• _To be done_: In the entries below, copy word for word the part that opens with the line containing "seg: slate shingle roof" and closes with the line containing "Give the mask of every instance of the slate", including both of those lines.

• _Available records_:
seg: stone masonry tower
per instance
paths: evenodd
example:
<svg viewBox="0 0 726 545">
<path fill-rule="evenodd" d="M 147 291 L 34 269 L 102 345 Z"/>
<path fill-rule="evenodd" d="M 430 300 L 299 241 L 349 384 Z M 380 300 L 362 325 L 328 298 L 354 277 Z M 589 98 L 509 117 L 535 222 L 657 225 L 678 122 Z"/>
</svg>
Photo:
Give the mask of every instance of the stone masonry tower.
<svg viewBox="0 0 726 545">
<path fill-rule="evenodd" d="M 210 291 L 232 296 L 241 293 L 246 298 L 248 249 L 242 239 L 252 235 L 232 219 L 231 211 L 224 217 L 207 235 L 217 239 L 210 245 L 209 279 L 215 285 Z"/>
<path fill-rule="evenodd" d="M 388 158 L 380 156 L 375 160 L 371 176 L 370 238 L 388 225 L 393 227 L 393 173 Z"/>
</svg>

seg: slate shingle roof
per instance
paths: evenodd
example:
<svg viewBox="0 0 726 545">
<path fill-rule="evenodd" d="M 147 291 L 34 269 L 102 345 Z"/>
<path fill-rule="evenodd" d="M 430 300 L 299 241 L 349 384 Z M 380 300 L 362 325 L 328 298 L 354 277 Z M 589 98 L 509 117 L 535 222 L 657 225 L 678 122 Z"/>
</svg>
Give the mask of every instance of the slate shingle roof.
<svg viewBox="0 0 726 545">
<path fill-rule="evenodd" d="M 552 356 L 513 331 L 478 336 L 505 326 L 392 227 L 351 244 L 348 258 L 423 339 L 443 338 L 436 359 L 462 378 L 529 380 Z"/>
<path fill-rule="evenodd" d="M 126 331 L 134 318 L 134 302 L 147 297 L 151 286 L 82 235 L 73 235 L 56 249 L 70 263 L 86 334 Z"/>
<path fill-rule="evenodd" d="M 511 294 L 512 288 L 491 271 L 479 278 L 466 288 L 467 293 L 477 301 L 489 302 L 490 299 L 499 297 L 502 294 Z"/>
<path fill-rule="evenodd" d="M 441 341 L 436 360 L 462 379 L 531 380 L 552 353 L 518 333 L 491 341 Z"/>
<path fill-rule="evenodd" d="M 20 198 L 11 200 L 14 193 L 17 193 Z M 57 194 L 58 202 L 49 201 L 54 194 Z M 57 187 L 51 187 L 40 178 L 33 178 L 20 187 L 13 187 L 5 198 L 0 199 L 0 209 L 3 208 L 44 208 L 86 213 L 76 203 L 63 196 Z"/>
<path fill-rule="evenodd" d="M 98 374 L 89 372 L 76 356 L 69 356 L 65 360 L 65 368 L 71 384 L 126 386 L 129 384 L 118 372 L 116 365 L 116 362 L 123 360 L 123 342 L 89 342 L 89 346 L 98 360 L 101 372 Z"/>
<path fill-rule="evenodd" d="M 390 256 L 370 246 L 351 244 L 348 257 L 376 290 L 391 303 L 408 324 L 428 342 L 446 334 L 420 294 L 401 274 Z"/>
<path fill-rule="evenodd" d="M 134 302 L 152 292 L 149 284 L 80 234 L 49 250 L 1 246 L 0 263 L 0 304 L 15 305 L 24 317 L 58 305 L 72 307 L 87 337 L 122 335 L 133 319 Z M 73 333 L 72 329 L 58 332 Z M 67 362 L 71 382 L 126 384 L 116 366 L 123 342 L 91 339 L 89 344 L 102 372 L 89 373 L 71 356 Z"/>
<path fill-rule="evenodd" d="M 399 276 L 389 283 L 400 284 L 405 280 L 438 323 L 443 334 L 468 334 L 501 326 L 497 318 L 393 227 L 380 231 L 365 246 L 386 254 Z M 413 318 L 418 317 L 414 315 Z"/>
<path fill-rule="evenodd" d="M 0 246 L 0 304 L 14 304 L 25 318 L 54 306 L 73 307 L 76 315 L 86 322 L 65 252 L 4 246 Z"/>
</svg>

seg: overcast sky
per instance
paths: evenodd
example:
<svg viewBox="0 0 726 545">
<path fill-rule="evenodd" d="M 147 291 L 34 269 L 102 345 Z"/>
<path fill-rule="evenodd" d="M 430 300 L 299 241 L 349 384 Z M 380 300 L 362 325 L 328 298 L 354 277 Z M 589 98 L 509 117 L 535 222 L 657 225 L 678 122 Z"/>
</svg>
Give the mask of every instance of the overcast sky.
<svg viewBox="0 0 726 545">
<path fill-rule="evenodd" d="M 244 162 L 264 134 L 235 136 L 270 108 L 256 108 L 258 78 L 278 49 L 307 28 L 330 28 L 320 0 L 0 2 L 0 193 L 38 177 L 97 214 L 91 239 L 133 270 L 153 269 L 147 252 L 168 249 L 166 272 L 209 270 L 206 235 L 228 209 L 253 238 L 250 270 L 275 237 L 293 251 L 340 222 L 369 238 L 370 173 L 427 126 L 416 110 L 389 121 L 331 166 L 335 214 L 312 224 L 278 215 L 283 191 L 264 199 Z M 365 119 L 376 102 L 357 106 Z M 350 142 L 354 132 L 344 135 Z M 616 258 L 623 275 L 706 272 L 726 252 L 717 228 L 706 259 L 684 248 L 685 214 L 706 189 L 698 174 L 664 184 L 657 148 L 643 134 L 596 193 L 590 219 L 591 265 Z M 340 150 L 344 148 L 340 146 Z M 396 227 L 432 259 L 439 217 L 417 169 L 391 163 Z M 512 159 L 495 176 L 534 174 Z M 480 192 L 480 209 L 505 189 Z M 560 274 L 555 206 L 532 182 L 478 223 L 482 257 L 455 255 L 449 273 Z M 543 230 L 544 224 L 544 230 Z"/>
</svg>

• _Response to the task_:
seg: slate shingle roof
per instance
paths: evenodd
example:
<svg viewBox="0 0 726 545">
<path fill-rule="evenodd" d="M 147 291 L 34 269 L 102 345 Z"/>
<path fill-rule="evenodd" d="M 430 300 L 299 241 L 349 384 Z M 380 300 L 362 325 L 328 298 L 354 277 Z M 589 98 L 509 117 L 535 222 L 657 225 L 678 122 Z"/>
</svg>
Give the mask of every instance of the slate shingle roof.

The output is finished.